DESCRIPTION OF THE TASK: Return all of the data that follows precisely, leaving every image out.

DATA:

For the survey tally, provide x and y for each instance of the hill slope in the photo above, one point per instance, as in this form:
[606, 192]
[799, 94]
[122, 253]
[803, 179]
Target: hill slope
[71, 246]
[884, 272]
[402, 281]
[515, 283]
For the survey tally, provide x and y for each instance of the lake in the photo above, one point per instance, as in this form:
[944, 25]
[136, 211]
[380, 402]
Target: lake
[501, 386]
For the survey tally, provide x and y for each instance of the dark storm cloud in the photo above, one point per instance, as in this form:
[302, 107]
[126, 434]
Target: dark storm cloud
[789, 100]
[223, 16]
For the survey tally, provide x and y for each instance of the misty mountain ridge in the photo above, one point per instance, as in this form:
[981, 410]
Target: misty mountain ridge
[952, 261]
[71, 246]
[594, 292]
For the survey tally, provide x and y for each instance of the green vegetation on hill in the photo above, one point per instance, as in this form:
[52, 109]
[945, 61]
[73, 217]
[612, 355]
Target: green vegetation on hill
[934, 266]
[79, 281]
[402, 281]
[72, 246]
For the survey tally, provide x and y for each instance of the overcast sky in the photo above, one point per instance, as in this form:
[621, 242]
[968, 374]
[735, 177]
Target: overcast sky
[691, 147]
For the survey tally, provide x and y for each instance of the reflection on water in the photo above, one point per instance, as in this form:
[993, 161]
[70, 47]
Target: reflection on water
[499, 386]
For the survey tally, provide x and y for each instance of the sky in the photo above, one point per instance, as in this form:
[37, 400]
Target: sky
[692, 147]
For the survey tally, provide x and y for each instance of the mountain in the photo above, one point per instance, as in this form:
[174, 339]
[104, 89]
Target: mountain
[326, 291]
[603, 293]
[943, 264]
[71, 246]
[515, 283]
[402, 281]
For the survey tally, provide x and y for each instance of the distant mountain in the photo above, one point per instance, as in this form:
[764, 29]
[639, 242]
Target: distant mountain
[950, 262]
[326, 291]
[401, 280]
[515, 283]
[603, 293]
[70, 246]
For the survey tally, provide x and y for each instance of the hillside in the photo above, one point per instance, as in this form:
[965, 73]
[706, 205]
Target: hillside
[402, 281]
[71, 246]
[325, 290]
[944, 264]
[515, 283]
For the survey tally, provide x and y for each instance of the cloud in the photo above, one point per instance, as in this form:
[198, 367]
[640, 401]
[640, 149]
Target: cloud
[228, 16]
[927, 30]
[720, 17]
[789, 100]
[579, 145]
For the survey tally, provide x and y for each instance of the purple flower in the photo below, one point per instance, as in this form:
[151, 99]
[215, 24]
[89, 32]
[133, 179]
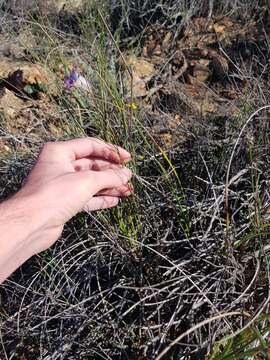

RESPONSE TO THIS TASK:
For the survey tally, provide x and y for each instance of the hill slope in the photo above, one point per instance, as in this form:
[606, 192]
[799, 94]
[122, 253]
[803, 179]
Target: hill slope
[71, 246]
[884, 272]
[402, 281]
[515, 283]
For the survey tally, provide x and y for each instance of the lake in the photo above, one point per instance, as in this form:
[944, 25]
[136, 211]
[380, 402]
Target: lake
[501, 386]
For the survey tally, provide x and y for each instance of the dark storm cloud in the photo above, one point per instance, as in this form:
[302, 107]
[126, 434]
Target: dark storm cloud
[789, 100]
[223, 16]
For the survey tally, provide x and y for each instance of the misty mountain ridge in the photo above, one point per instance, as in this form:
[981, 410]
Target: misty mountain ridge
[952, 261]
[71, 246]
[594, 292]
For the survey tally, provide x and y for each instance of the green vegetation on hill in the photo above, one point per instance, as in this form:
[52, 109]
[945, 61]
[73, 217]
[612, 355]
Target: green vegetation on hill
[934, 266]
[79, 281]
[402, 281]
[72, 246]
For the survey tally, provide x and y for each instance of the overcast sky in the photo above, one point per instance, as in this form:
[621, 242]
[968, 374]
[735, 177]
Target: overcast sky
[691, 147]
For the survey tally, provide x and y for each instance of the reflection on water in the photo above, one point per instance, as in this form:
[993, 161]
[70, 47]
Target: reflection on water
[499, 386]
For the survey tally, provide x and y for each instance of the sky in the photo above, one point per instance, as in this form:
[37, 400]
Target: sky
[692, 147]
For the survey tally, provide x and y for each instance of the mountain in the photo above, one point per instance, as in this form:
[174, 339]
[104, 89]
Target: mountain
[326, 291]
[603, 293]
[943, 264]
[71, 246]
[515, 283]
[402, 281]
For the survey tally, provide x and y for each instance of the distant mountain in the photo above, one point per instance, as in this form:
[764, 29]
[639, 242]
Target: distant mountain
[950, 262]
[326, 291]
[401, 280]
[515, 283]
[603, 293]
[70, 246]
For the survey tally, provide x and y for each instance of the hillside in the photo above, one point per instance, as in this form:
[965, 73]
[706, 205]
Target: hillside
[402, 281]
[71, 246]
[325, 290]
[944, 264]
[515, 283]
For the survey tally, provide x and y for each instance of the cloud in the photo above, one point per instance, as in this form:
[198, 367]
[640, 401]
[640, 149]
Target: cloud
[228, 16]
[927, 30]
[720, 17]
[789, 100]
[579, 145]
For the survey tally, provide x and y for each instance of the purple flower in the photo below, one point per instance, as in this form:
[151, 99]
[215, 24]
[89, 32]
[133, 179]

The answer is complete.